* [Texte présenté]:
-------

Ils sont même bioactifs, grâce à un relargage d’ions fluorures continu. En effet, si un relargage de fluorures s’opère surtout après la pose et diminue au cours du temps [12], les CVI/CVI-HV peuvent se recharger lors d’un apport fluoré dans la cavité buccale pour le relibérer ensuite. Une moindre perte minérale de l’émail autour d’une restauration avec un CVI-HV qu’avec un CVIMAR ou une résine composite [13] a d’ailleurs été montrée.

Une mise en œuvre commode

La réaction de prise uniquement chimique des CVI-HV autorise une mise en place en un incrément unique, plus rapide donc que la résine composite qui nécessite une stratification. De plus, leur temps de prise rapide, surtout dans leur version fast (formulation avec un temps de prise accéléré), raccourcit la durée de la procédure. Leur viscosité plus élevée leur donne une consistance qui permet de les compacter, un peu comme l’amalgame. Leur adhésion intrinsèque aux tissus dentaires et le traitement de surface optionnel facilitent aussi la mise en œuvre. Enfin, leur tolérance à l’humidité permet également de s’affranchir de la digue, un isolement étant suffisant.

-------

* [Données enregistrées]:
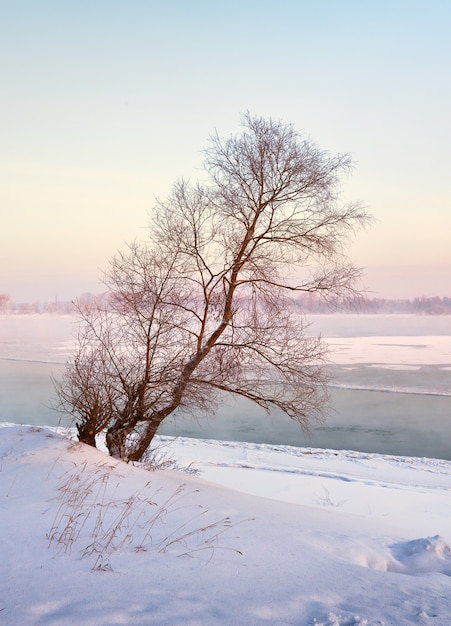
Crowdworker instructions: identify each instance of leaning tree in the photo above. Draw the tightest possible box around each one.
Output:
[57,114,370,460]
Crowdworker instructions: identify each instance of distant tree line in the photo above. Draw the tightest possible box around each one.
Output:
[296,294,451,315]
[0,293,451,315]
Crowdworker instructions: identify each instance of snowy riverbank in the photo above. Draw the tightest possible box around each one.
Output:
[0,426,451,626]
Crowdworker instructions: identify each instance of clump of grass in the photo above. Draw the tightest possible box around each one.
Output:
[47,450,241,571]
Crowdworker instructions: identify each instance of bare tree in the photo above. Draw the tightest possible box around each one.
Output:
[54,114,369,460]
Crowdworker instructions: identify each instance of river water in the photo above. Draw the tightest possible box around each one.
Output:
[0,314,451,460]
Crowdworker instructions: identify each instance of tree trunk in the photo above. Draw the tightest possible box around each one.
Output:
[76,422,96,448]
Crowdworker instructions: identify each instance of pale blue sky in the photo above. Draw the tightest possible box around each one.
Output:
[0,0,451,300]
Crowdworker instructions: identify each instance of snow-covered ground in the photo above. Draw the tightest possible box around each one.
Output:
[0,425,451,626]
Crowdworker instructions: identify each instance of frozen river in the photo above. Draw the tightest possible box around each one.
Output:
[0,314,451,460]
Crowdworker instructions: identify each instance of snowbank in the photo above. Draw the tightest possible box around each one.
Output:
[0,426,451,626]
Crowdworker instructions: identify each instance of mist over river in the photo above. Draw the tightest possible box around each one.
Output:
[0,314,451,460]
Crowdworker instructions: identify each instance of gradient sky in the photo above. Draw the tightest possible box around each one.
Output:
[0,0,451,301]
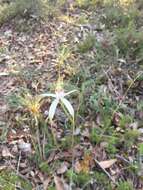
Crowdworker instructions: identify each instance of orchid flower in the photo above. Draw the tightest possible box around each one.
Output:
[42,89,76,121]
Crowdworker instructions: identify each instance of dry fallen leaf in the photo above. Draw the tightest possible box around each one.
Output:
[75,154,92,173]
[99,159,117,169]
[54,176,69,190]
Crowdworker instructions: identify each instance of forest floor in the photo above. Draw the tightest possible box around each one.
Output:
[0,1,143,190]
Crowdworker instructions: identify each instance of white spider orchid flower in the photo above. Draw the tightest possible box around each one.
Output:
[42,89,76,121]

-------

* [Consigne 1]:
Relevez tous les matériaux de restauration que nomme le texte sur les CVI-HV.
* [Consigne 2]:
Prolongez le texte sur les CVI-HV au-delà de sa dernière phrase.

* [Zone de réponse 1]:
CVI
CVI-HV
CVIMAR
résine composite
amalgame

* [Zone de réponse 2]:
Une esthétique accrue

Si les premières générations de CVI-HV n’étaient pas d’une esthétique très satisfaisante, les matériaux récemment mis sur le marché offrent un éventail de teintes et, pour certains, une meilleure aptitude au polissage qu’auparavant à l’origine d’une meilleure esthétique. Même si elle reste inférieure à celle des résines composites, elle apparaît plus que convenable, en particulier dans le secteur postérieur. Pour l’EQUIA(r) Forte, le coat lustre la surface, optimisant encore le rendu final.

Somme toute, les CVI-HV se caractérisent par :

• une adhésion chimique spontanée, donc une préservation tissulaire et une bonne étanchéité marginale ;

• une excellente biocompatibilité, car ils ne contiennent pas de résine ;

• des propriétés mécaniques compatibles avec les charges occlusales pour les restaurations occlusales et les petites restaurations proximales sur dents permanentes pour les dernières générations ;

• une mise en œuvre simple : un conditionnement de surface parfois optionnel, une mise en place en un seul incrément et une prise accélérée pour certains.

• une esthétique satisfaisante.

Le tableau 1 récapitule les avantages des CVI-HV par rapport à ceux des résines composites et des amalgames.

Cas cliniques d’utilisation

Voici deux cas illustrés avec l’utilisation du CVI-HV EQUIA(r) Forte (GC) sur dent temporaire (cas 1) et dent permanente (cas 2).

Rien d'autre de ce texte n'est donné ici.